松本 修 国際問題評論家(元防衛省情報本部分析官)
 12月26日、中国共産党の習近平総書記・国家主席・中央軍事委員会主席は、愛国衛生運動発動70周年に際して重要指示を出し、「この70年来、党の指導の下、愛国衛生運動は人民の健康を中心として予防を主とすることを堅持し、都市と農村の環境衛生状況改善のため重大な伝染病に有効に対応し、社会の健康整備水準向上の面で重要な役割を果たしてきた」とし、「全国の愛国衛生戦線の同志に対し、初心と使命を常に忘れず、優良な伝統発揚を継承し、活動の中身を充実させ、その方式・方法は刷新しながら健康な中国を作り上げることを加速するために新たな貢献を行うよう希望する」と指摘した。さらに、習総書記は「当面、我が国の防疫活動は新たな情勢と新たな任務に直面し、よりピンポイントに(中国語:更加有針対性)愛国衛生運動を展開し、その組織的な優勢と大衆動員の優勢を充分に発揮して広大な人民大衆が健康知識を自ら学び、健康技能を習得し、個人の良い衛生習慣を養成し、文明的で健康的な生活方式を実践して多数の文明的・健康的な小環境によって、社会における防疫という巨大な防衛ライン(中国語:大防線)をしっかりと作り、人民大衆の生命安全と健康を確実に守らなければならない」と強調したのである。奇しくも12月26日は、愛国衛生運動という「大衆運動」を発動した毛沢東党主席(当時)の誕生日であり、習総書記は、その威光と主張を利用したのであろう。しかし、70年前の1952年は、1949年の中華人民共和国成立からまだ3年の時点で経済回復期であり、しかも抗米援朝戦争(朝鮮戦争)に中国が参戦の真っ最中であり、当時の愛国衛生運動の主眼は疫病の原因とされた「四害」(ネズミ、スズメ、ハエ、蚊)の除去であった。では、習近平はこの時期、何故新たな「愛国衛生運動」展開を呼び掛けたのであろうか。

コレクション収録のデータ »
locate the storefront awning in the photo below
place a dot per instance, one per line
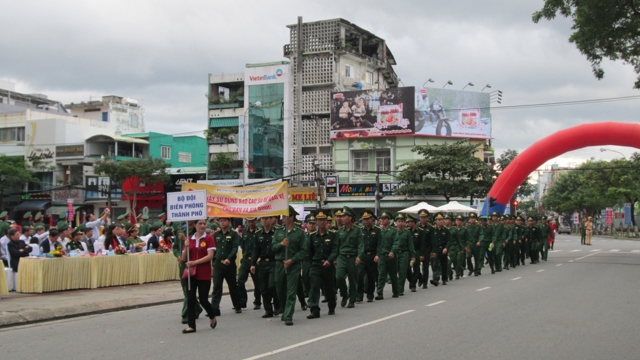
(32, 205)
(370, 204)
(57, 210)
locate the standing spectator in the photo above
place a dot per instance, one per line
(94, 224)
(589, 230)
(17, 248)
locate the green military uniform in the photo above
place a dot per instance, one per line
(486, 237)
(441, 240)
(474, 235)
(144, 226)
(249, 238)
(428, 261)
(457, 251)
(266, 270)
(387, 266)
(368, 266)
(545, 231)
(404, 251)
(350, 246)
(226, 249)
(323, 251)
(418, 236)
(176, 248)
(287, 279)
(499, 238)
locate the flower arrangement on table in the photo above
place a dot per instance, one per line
(120, 250)
(58, 253)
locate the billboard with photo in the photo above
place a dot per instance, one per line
(452, 113)
(372, 113)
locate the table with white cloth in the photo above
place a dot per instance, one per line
(38, 275)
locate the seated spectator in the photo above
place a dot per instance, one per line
(52, 242)
(134, 240)
(76, 242)
(17, 248)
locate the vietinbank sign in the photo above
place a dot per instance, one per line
(275, 76)
(267, 74)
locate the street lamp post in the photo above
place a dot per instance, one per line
(605, 149)
(245, 145)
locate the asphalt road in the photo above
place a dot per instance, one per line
(581, 304)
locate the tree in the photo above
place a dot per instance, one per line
(14, 174)
(526, 188)
(602, 29)
(147, 171)
(222, 162)
(450, 170)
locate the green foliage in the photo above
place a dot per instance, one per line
(526, 188)
(595, 186)
(602, 29)
(450, 170)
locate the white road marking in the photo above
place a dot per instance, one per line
(587, 256)
(326, 336)
(435, 303)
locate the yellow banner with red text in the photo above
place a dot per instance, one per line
(248, 201)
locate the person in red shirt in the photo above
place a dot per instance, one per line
(201, 248)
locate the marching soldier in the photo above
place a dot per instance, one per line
(371, 237)
(474, 236)
(499, 237)
(419, 245)
(441, 238)
(404, 251)
(291, 247)
(350, 246)
(249, 239)
(545, 231)
(426, 228)
(224, 266)
(387, 263)
(323, 252)
(265, 269)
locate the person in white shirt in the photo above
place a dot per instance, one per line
(94, 224)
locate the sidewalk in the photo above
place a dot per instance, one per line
(20, 309)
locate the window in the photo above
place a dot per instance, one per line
(12, 134)
(348, 70)
(134, 120)
(165, 152)
(369, 77)
(184, 157)
(383, 161)
(360, 162)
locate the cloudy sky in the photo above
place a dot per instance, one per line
(161, 51)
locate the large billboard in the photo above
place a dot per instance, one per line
(410, 111)
(372, 113)
(452, 113)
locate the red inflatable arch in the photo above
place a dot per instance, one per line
(578, 137)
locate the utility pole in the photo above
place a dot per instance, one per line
(298, 100)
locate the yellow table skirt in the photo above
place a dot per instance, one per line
(38, 275)
(4, 288)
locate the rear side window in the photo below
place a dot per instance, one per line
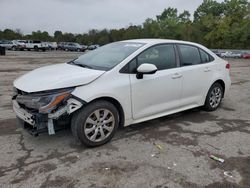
(205, 57)
(190, 55)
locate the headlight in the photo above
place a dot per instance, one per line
(43, 102)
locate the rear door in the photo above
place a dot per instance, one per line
(160, 92)
(197, 69)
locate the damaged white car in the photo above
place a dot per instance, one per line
(121, 83)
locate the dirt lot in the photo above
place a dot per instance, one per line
(132, 159)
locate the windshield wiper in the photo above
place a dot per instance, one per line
(80, 65)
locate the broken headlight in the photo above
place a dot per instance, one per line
(44, 102)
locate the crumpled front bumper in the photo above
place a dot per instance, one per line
(37, 123)
(23, 114)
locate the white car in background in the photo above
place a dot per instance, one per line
(121, 83)
(7, 44)
(19, 45)
(51, 45)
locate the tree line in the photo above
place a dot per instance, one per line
(213, 24)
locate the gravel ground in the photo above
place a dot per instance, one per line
(172, 151)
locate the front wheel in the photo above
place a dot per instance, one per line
(95, 124)
(214, 97)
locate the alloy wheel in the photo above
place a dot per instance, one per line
(99, 125)
(215, 97)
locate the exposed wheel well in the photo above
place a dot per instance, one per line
(222, 83)
(117, 105)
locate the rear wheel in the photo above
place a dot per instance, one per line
(95, 124)
(214, 97)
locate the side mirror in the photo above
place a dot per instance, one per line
(145, 69)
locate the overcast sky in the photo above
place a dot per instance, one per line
(78, 16)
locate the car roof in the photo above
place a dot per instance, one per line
(156, 41)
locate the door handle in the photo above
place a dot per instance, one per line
(177, 75)
(207, 69)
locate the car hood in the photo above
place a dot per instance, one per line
(56, 77)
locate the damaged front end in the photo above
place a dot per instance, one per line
(45, 111)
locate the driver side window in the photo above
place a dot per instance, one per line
(162, 56)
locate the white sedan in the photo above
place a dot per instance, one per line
(120, 84)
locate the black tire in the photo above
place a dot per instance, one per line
(79, 120)
(208, 106)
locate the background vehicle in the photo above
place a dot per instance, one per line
(35, 45)
(84, 47)
(245, 55)
(61, 45)
(7, 44)
(93, 47)
(51, 45)
(19, 45)
(121, 83)
(71, 46)
(217, 53)
(230, 55)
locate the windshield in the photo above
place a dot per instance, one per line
(108, 56)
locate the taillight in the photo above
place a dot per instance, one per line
(228, 66)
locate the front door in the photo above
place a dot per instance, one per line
(159, 92)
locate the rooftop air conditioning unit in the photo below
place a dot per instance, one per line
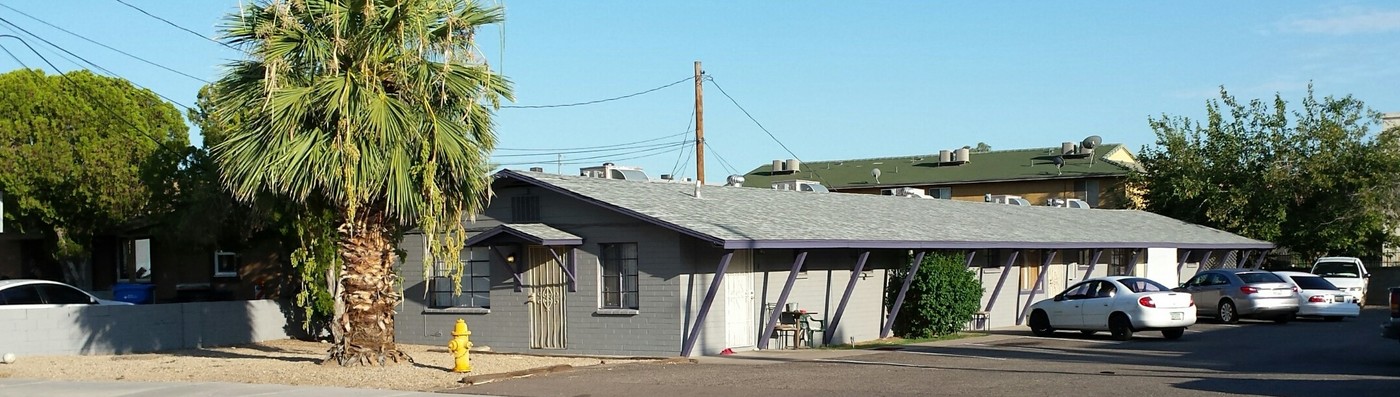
(800, 185)
(1007, 199)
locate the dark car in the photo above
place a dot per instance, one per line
(1232, 294)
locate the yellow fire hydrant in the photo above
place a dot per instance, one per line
(461, 347)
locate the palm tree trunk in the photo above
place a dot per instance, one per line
(367, 294)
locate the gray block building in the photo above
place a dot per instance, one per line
(576, 264)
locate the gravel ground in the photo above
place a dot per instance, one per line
(282, 362)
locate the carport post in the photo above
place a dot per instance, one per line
(1204, 260)
(1005, 271)
(1180, 263)
(1092, 263)
(704, 306)
(840, 309)
(1263, 255)
(1039, 284)
(899, 299)
(787, 288)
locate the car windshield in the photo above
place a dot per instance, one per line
(1143, 285)
(1259, 277)
(1312, 283)
(1336, 269)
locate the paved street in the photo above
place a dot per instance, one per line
(1304, 358)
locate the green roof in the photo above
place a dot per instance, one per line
(1031, 164)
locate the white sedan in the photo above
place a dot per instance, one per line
(1318, 297)
(1119, 305)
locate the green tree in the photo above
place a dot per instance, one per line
(1312, 179)
(83, 155)
(377, 111)
(942, 297)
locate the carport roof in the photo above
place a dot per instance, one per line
(765, 218)
(535, 234)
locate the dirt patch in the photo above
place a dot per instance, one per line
(286, 362)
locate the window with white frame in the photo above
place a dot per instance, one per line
(619, 276)
(475, 281)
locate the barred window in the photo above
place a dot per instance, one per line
(619, 276)
(476, 283)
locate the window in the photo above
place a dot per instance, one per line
(226, 264)
(619, 273)
(525, 208)
(942, 193)
(476, 283)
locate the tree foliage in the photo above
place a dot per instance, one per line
(377, 111)
(84, 154)
(1315, 179)
(942, 297)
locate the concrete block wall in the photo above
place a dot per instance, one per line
(102, 330)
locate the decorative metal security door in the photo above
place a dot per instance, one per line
(546, 299)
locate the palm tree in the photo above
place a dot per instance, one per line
(375, 109)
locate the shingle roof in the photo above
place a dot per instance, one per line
(536, 234)
(748, 217)
(1031, 164)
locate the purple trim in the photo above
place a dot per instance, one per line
(1094, 263)
(709, 301)
(1182, 263)
(1005, 271)
(787, 288)
(899, 299)
(846, 298)
(525, 236)
(931, 245)
(573, 281)
(515, 273)
(1040, 281)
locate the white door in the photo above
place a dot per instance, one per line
(739, 329)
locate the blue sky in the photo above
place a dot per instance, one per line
(830, 80)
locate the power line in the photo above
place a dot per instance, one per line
(760, 125)
(555, 150)
(107, 46)
(88, 97)
(178, 27)
(88, 62)
(727, 167)
(591, 102)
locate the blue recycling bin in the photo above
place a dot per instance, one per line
(133, 292)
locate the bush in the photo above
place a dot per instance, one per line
(941, 299)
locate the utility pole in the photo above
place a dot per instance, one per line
(699, 125)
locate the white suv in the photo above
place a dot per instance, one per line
(1347, 273)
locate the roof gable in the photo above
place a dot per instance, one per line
(746, 217)
(1032, 164)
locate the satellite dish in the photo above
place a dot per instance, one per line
(1091, 141)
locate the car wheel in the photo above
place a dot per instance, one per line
(1040, 325)
(1227, 312)
(1173, 333)
(1120, 327)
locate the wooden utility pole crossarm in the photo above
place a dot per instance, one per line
(699, 125)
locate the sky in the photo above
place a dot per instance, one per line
(815, 80)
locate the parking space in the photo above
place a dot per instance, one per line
(1262, 358)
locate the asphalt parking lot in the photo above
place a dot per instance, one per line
(1259, 358)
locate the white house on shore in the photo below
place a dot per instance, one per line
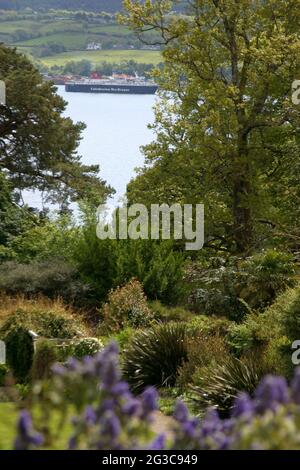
(94, 46)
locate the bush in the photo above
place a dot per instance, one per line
(87, 347)
(287, 308)
(54, 278)
(266, 275)
(219, 386)
(154, 356)
(19, 351)
(106, 264)
(208, 326)
(165, 314)
(45, 357)
(235, 287)
(124, 337)
(47, 319)
(3, 374)
(202, 352)
(126, 306)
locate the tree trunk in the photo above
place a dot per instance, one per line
(242, 212)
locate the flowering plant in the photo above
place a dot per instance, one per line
(109, 417)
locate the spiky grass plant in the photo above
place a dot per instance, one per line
(154, 356)
(220, 386)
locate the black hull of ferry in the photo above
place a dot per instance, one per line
(116, 89)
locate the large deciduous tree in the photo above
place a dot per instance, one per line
(38, 145)
(227, 131)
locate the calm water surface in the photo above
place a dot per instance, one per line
(116, 128)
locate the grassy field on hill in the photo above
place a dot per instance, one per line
(70, 35)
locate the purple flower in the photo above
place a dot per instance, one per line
(149, 401)
(243, 406)
(110, 425)
(158, 443)
(295, 387)
(132, 407)
(121, 389)
(181, 413)
(90, 415)
(27, 437)
(271, 392)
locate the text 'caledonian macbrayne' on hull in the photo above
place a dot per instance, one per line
(134, 86)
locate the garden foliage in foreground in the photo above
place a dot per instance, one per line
(109, 417)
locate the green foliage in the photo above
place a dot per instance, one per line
(19, 352)
(266, 274)
(55, 323)
(124, 337)
(239, 67)
(209, 326)
(107, 264)
(166, 314)
(235, 286)
(126, 306)
(288, 308)
(154, 356)
(203, 352)
(46, 238)
(55, 278)
(218, 290)
(86, 347)
(43, 142)
(46, 355)
(218, 386)
(3, 374)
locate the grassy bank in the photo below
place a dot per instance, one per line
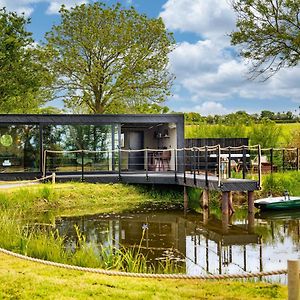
(18, 277)
(27, 222)
(24, 280)
(277, 135)
(83, 198)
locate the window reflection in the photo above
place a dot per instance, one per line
(96, 139)
(19, 148)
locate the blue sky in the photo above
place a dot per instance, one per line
(210, 77)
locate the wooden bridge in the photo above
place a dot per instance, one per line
(208, 168)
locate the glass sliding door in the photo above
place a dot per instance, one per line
(97, 141)
(19, 148)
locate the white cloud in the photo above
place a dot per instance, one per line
(208, 108)
(55, 6)
(27, 6)
(208, 74)
(211, 19)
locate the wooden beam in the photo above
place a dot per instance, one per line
(205, 199)
(250, 202)
(225, 205)
(185, 198)
(293, 279)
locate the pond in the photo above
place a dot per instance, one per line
(198, 245)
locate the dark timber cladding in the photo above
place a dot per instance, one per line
(18, 162)
(132, 148)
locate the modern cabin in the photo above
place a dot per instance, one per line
(31, 145)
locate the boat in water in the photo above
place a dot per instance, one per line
(278, 203)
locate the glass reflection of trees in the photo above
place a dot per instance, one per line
(79, 137)
(19, 148)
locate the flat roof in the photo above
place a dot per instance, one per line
(90, 119)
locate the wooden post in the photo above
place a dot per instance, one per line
(205, 214)
(250, 202)
(225, 206)
(259, 166)
(271, 159)
(206, 167)
(185, 199)
(250, 223)
(53, 178)
(229, 162)
(205, 198)
(297, 160)
(146, 158)
(283, 159)
(244, 162)
(225, 223)
(230, 205)
(293, 279)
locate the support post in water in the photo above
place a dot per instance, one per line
(229, 162)
(206, 167)
(230, 205)
(175, 164)
(53, 178)
(250, 202)
(205, 199)
(146, 158)
(225, 204)
(185, 198)
(82, 165)
(271, 159)
(297, 153)
(294, 279)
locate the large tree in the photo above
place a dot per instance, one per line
(268, 32)
(22, 76)
(110, 59)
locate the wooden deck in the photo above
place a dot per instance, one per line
(167, 178)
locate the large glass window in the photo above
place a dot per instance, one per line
(99, 141)
(19, 148)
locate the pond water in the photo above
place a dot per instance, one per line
(199, 244)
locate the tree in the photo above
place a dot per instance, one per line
(269, 33)
(266, 114)
(110, 59)
(22, 76)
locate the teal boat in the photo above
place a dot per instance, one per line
(278, 203)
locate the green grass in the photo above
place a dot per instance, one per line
(70, 199)
(25, 280)
(222, 131)
(25, 205)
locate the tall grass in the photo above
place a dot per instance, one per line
(46, 243)
(277, 183)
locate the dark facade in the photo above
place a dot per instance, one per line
(31, 144)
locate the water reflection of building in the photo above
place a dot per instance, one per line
(209, 248)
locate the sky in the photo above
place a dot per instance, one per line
(211, 78)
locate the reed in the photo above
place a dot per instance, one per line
(44, 242)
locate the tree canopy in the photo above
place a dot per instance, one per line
(268, 32)
(109, 59)
(22, 77)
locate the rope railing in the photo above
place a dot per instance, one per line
(222, 162)
(29, 181)
(144, 275)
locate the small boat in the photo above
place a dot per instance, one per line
(278, 203)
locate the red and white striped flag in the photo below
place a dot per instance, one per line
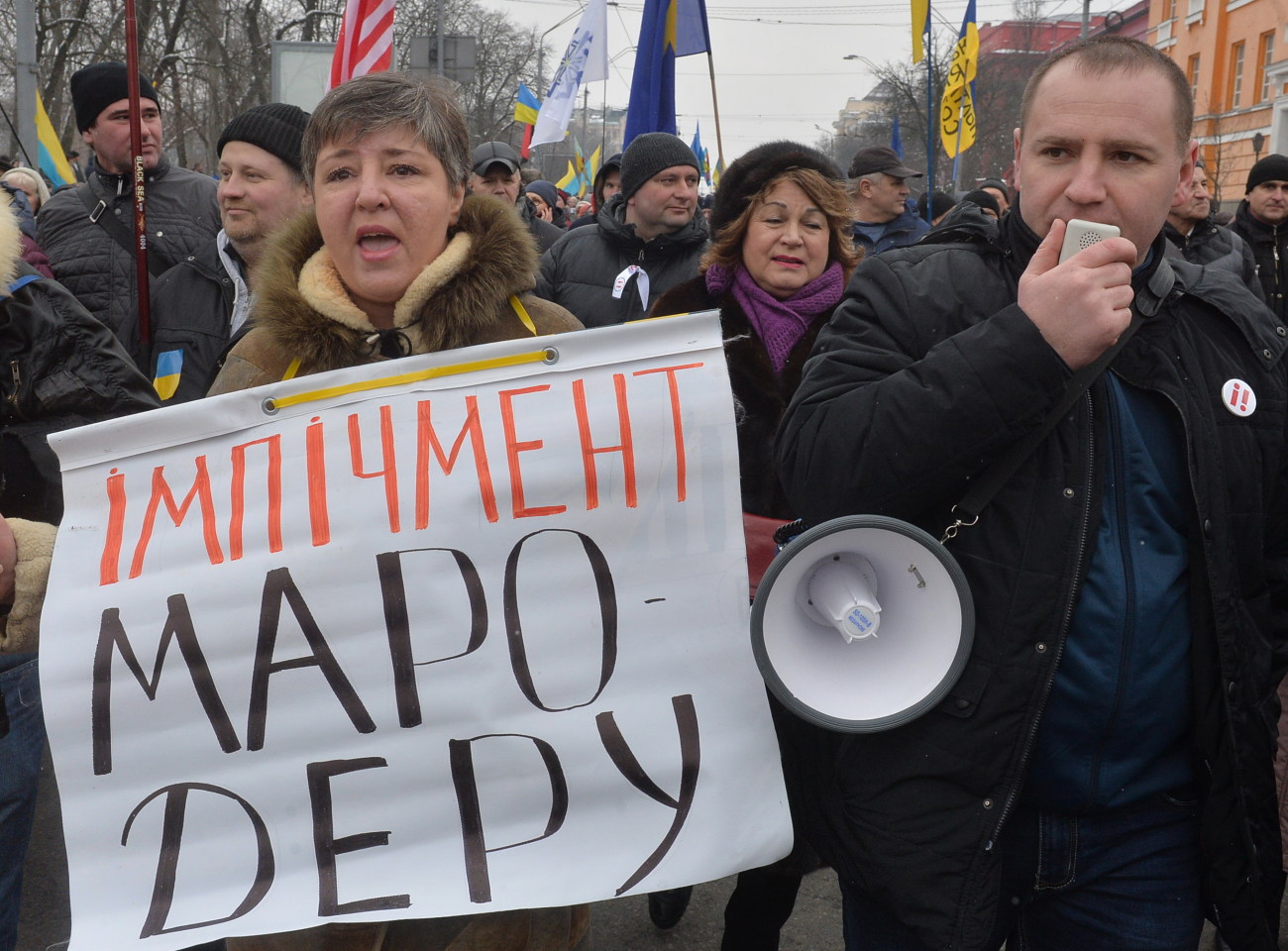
(366, 40)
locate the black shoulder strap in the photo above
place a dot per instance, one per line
(119, 232)
(991, 480)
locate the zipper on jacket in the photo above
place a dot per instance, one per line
(1116, 458)
(1009, 805)
(16, 371)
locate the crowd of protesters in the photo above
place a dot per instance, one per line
(1104, 774)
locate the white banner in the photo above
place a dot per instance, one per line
(381, 648)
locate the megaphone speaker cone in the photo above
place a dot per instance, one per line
(862, 624)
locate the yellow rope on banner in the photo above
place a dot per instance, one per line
(365, 385)
(523, 315)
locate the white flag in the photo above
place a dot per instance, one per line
(585, 60)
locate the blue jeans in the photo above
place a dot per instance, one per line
(1120, 881)
(20, 771)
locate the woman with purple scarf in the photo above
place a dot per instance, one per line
(777, 266)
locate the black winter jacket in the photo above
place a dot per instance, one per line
(926, 372)
(181, 215)
(760, 394)
(58, 369)
(1270, 248)
(192, 305)
(1215, 247)
(579, 272)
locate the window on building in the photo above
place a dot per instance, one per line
(1236, 75)
(1263, 59)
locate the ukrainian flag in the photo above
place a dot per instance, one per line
(168, 369)
(670, 29)
(50, 150)
(527, 107)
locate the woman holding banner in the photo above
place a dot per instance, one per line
(395, 260)
(778, 264)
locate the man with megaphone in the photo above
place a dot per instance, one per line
(1100, 775)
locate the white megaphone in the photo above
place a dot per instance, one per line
(862, 624)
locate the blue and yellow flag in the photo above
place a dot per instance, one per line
(527, 107)
(919, 27)
(50, 150)
(670, 29)
(567, 182)
(168, 369)
(957, 106)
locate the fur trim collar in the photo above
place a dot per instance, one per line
(301, 302)
(11, 244)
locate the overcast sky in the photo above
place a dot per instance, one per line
(781, 68)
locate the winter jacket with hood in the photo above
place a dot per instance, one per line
(463, 298)
(62, 369)
(1214, 247)
(192, 305)
(1270, 249)
(927, 371)
(898, 232)
(760, 394)
(580, 270)
(181, 215)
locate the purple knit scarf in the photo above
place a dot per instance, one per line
(780, 324)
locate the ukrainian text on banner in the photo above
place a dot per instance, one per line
(468, 643)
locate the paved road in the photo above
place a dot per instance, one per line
(617, 925)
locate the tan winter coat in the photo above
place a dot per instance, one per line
(463, 298)
(303, 312)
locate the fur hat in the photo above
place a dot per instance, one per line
(758, 167)
(651, 154)
(98, 85)
(1273, 167)
(277, 128)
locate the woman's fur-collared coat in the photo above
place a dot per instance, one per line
(463, 298)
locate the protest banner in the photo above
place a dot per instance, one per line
(458, 633)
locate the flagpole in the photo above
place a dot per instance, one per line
(141, 230)
(930, 120)
(715, 105)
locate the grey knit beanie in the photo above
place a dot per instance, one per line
(648, 155)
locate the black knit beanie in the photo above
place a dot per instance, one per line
(98, 85)
(275, 128)
(758, 167)
(651, 154)
(1273, 167)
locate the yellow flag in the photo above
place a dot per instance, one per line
(919, 25)
(957, 107)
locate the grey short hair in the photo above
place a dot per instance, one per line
(382, 101)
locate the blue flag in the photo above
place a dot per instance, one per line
(670, 29)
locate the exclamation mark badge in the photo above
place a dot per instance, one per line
(1237, 397)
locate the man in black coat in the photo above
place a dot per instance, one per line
(1261, 219)
(647, 239)
(1193, 234)
(200, 303)
(1100, 775)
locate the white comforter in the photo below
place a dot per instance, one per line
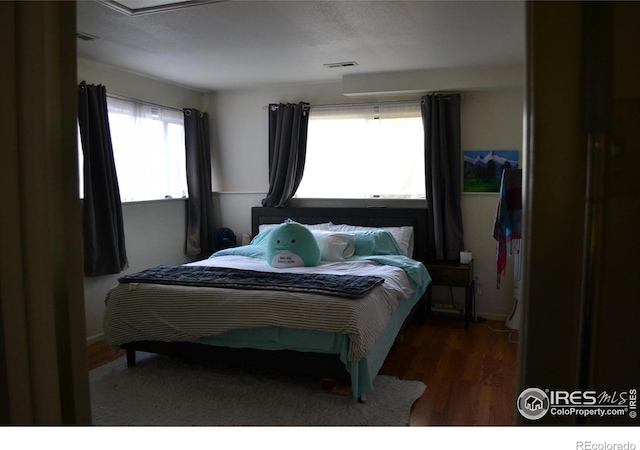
(153, 312)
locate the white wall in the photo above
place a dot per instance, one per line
(491, 120)
(155, 232)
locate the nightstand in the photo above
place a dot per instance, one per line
(452, 274)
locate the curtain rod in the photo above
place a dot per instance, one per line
(400, 102)
(122, 97)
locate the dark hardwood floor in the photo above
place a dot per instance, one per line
(470, 374)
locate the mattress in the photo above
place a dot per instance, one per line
(169, 313)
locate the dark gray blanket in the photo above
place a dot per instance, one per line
(349, 286)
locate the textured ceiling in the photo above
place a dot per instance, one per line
(237, 44)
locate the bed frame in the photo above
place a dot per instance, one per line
(328, 365)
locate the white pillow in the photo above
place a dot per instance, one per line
(317, 226)
(334, 246)
(403, 235)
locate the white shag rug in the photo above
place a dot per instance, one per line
(169, 392)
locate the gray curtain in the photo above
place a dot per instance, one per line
(441, 119)
(103, 229)
(288, 125)
(199, 204)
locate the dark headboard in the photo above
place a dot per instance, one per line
(370, 217)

作業指示 » 次の各記述が本文と合致するかを「はい」または「いいえ」で答え、判断の決め手となる本文の語句を引用して示してください。1. 12月26日は毛沢東党主席(当時)の誕生日である。2. 当時の愛国衛生運動で除去の対象とされた「四害」にはゴキブリが含まれていた。3. 1952年の時点で、中国はすでに朝鮮戦争から手を引いていた。 これらのデータは本文と関係がありません。

出力結果 »
1. はい。「奇しくも12月26日は、愛国衛生運動という「大衆運動」を発動した毛沢東党主席(当時)の誕生日であり」
2. いいえ。「「四害」(ネズミ、スズメ、ハエ、蚊)」
3. いいえ。「抗米援朝戦争(朝鮮戦争)に中国が参戦の真っ最中であり」